Reproduce the passage on New York City's budget word for word, everything from "New York City" down to "reactive budget cuts.".

→ **Page excerpt**
## Start

Given the City’s sound economic footing, it is likely that revenue will continue to exceed projections, which were revised upward only modestly in the November financial plan. Above trend revenue, together with the City’s general reserve allocation for fiscal year 2024, give the City the ability to both reverse the most damaging November PEG cuts and to carry additional fiscal relief into fiscal year 2025. Conversely, cuts to libraries that reduce service hours, a Department of Education hiring freeze, cuts to early childhood education and community schools programs, and a Department of Sanitation hiring freeze will quickly deteriorate the quality of core services. Cutting these programs will damage the City’s economy and quality of life over the coming years. These cuts can be reversed by instead tapping into the fiscal year 2024’s general reserve allocation by approximately $200 million, while retaining $1 billion of that fund to prepay expenses for next year.
New York City always projects budget gaps in future fiscal years. In recent years, the budget gaps projected in November financial plans for the following fiscal year have averaged 4 percent of projected revenue. The Fiscal Policy Institute recently reviewed ten years of City budget gaps and found that these routine budget gaps are consistently closed as a result of actual revenue exceeding projected revenue. While actual spending tends to hew close to projected spending, realized revenue exceeds one-year-out projections by 4.8 percent, on average. These routine budget gaps, therefore, are the result of conservative revenue estimation. While this reflects prudent financial management and reduces the risk posed by unexpected shocks, these routine gaps should not serve as a pretext for reactive budget cuts.

## End

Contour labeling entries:

## Start

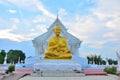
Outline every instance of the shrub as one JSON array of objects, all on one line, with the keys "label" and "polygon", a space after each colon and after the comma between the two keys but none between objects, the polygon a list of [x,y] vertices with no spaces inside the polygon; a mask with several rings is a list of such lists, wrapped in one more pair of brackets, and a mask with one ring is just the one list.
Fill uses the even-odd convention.
[{"label": "shrub", "polygon": [[108,74],[116,74],[117,68],[114,66],[106,67],[104,71],[107,72]]},{"label": "shrub", "polygon": [[13,72],[15,70],[15,66],[14,65],[10,65],[9,67],[8,67],[8,72]]}]

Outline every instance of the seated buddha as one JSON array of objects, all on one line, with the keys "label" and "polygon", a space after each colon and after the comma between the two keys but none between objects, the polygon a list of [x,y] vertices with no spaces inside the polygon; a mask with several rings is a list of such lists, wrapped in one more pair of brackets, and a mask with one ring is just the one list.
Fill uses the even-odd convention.
[{"label": "seated buddha", "polygon": [[72,55],[71,51],[68,49],[67,40],[60,36],[60,26],[56,25],[53,31],[55,36],[51,37],[48,42],[44,59],[71,59]]}]

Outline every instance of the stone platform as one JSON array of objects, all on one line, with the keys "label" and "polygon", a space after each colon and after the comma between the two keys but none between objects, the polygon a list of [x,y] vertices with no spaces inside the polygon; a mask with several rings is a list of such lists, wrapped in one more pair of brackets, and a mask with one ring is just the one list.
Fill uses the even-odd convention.
[{"label": "stone platform", "polygon": [[74,60],[40,60],[34,64],[34,71],[81,71],[81,65]]}]

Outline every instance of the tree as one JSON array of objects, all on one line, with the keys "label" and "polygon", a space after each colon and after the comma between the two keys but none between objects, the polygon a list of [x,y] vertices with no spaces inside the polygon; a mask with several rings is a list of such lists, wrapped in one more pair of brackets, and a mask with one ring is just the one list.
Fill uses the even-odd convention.
[{"label": "tree", "polygon": [[113,60],[112,60],[112,59],[107,59],[107,61],[108,61],[108,64],[109,64],[109,65],[112,65],[112,64],[113,64]]},{"label": "tree", "polygon": [[0,51],[0,64],[3,64],[4,63],[4,58],[6,56],[6,52],[5,50],[1,50]]}]

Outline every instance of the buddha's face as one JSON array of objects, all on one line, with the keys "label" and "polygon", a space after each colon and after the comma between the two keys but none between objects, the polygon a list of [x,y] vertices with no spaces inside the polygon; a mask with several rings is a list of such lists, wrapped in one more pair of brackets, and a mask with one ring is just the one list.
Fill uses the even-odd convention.
[{"label": "buddha's face", "polygon": [[56,35],[56,36],[60,36],[60,32],[61,32],[61,28],[60,28],[59,26],[56,26],[56,27],[54,28],[54,33],[55,33],[55,35]]}]

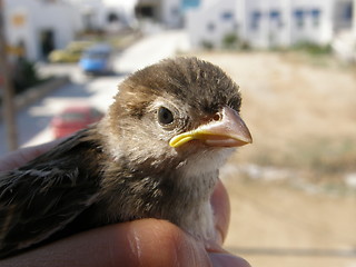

## End

→ **In response**
New York City always projects budget gaps in future fiscal years. In recent years, the budget gaps projected in November financial plans for the following fiscal year have averaged 4 percent of projected revenue. The Fiscal Policy Institute recently reviewed ten years of City budget gaps and found that these routine budget gaps are consistently closed as a result of actual revenue exceeding projected revenue. While actual spending tends to hew close to projected spending, realized revenue exceeds one-year-out projections by 4.8 percent, on average. These routine budget gaps, therefore, are the result of conservative revenue estimation. While this reflects prudent financial management and reduces the risk posed by unexpected shocks, these routine gaps should not serve as a pretext for reactive budget cuts.